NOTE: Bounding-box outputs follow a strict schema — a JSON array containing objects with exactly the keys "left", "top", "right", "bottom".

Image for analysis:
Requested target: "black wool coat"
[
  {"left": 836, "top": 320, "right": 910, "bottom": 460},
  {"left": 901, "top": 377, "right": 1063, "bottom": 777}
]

....................

Rewrite the listing above in full, changing "wool" to "cashmere" and keeping everything else the same.

[RESPONSE]:
NOTE: Bounding-box outputs follow a strict schema — a JSON array containing objects with exactly the keys "left", "top", "right", "bottom".

Image for analysis:
Requested target: "black cashmere coat"
[
  {"left": 836, "top": 320, "right": 910, "bottom": 460},
  {"left": 901, "top": 377, "right": 1063, "bottom": 777}
]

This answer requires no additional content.